DIRECTION :: The output should consist solely of the line containing "Q: For every instance of the guitarist" and the lines that follow it through the end of the data below.

## Start DATASET EXCERPTS

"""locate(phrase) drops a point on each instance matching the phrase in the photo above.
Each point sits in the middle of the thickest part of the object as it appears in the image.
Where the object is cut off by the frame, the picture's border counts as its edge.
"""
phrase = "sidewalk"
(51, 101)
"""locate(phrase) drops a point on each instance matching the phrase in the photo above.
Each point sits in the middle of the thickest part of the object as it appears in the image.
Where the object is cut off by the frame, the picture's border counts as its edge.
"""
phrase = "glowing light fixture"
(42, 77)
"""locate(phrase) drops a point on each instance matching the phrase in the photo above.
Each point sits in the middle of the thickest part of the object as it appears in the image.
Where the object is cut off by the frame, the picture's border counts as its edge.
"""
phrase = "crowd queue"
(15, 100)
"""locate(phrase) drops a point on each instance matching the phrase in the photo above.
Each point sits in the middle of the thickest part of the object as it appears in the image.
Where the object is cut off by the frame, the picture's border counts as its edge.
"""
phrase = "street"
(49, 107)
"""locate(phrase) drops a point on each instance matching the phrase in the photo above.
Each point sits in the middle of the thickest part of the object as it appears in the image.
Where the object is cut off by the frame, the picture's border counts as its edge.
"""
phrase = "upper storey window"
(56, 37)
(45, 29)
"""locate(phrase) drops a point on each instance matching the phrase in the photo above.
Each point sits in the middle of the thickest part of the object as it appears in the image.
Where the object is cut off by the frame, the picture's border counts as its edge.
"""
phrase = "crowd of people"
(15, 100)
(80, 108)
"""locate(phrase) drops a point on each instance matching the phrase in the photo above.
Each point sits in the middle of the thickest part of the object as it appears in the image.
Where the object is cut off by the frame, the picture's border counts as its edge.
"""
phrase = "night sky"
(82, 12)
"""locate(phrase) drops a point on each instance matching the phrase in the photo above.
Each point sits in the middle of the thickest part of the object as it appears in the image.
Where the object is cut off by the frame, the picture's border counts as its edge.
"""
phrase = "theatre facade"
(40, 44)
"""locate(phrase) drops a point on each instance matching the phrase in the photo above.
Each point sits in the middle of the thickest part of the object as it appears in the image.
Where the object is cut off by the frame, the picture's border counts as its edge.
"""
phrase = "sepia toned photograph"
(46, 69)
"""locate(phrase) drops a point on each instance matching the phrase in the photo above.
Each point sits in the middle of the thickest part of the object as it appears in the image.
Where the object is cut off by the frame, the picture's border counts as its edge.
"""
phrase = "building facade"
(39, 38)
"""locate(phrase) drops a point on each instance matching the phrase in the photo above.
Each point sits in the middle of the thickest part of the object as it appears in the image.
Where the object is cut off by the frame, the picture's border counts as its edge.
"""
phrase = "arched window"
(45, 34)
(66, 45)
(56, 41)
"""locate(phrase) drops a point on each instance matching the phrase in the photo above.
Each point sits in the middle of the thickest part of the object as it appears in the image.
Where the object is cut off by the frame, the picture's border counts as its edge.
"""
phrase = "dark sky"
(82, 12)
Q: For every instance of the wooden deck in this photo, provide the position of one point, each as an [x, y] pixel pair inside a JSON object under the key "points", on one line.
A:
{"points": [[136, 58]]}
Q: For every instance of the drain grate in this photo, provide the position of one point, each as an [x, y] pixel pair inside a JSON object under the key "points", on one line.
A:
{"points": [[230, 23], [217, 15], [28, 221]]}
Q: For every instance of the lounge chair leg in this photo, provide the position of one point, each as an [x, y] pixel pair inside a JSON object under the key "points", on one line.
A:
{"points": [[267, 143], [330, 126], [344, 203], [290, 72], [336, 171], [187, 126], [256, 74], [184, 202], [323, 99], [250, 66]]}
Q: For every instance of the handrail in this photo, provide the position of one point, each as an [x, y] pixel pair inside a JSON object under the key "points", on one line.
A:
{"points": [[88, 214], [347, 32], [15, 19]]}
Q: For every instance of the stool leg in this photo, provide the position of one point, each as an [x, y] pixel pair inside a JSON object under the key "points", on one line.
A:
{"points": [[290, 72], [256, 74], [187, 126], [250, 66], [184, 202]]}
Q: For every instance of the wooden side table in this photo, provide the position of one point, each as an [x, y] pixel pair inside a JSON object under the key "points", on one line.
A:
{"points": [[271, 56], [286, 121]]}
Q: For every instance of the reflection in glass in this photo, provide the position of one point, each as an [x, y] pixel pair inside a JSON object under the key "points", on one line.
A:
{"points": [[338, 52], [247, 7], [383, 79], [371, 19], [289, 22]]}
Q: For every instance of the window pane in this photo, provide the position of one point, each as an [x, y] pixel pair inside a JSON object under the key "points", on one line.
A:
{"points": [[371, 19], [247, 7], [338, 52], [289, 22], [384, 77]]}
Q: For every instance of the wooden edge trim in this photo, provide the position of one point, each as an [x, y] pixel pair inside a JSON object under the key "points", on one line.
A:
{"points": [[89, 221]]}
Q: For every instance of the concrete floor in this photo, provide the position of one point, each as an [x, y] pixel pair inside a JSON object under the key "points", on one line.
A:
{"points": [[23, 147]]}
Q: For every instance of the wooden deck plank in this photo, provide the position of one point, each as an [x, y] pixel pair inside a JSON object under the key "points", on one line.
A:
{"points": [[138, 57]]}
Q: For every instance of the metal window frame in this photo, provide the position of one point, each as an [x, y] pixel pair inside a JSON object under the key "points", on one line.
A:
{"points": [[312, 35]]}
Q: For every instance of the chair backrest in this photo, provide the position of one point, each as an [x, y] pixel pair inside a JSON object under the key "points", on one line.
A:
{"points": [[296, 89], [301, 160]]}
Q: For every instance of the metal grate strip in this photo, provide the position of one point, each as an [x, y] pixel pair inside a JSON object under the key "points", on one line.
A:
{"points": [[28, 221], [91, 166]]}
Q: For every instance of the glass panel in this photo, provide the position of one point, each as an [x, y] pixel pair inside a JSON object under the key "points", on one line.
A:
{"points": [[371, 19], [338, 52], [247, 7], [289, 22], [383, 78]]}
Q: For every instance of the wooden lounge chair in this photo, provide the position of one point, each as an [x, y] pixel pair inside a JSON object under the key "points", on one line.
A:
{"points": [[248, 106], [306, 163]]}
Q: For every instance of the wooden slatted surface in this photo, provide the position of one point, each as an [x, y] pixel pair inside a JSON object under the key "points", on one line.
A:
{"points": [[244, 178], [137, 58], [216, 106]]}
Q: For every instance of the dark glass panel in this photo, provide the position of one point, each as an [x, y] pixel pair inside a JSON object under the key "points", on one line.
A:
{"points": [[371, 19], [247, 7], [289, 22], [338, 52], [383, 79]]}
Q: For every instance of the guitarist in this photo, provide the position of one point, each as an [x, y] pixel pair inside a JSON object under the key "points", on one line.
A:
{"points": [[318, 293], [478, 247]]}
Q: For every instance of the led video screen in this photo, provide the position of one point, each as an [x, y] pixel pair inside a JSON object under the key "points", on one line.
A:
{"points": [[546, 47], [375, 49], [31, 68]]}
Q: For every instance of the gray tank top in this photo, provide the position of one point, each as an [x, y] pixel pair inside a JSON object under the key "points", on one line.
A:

## End DATASET EXCERPTS

FULL ANSWER ::
Q: For every instance of the guitarist in this photo, provide the position of one point, each as an [x, y] pixel pair inside a JSON object under the key "points", on one line.
A:
{"points": [[318, 293], [478, 247]]}
Q: For every instance of the led video screen in this photo, provide the position of one point, each as an [x, y] pixel pair inside a JSON object under the key "points", on one line.
A:
{"points": [[546, 47], [375, 49], [31, 68]]}
Q: For every instance of the gray tank top in this photo, provide the position of one point, each as an [x, y] pixel pair inside a JSON object under the key "points", on one line.
A:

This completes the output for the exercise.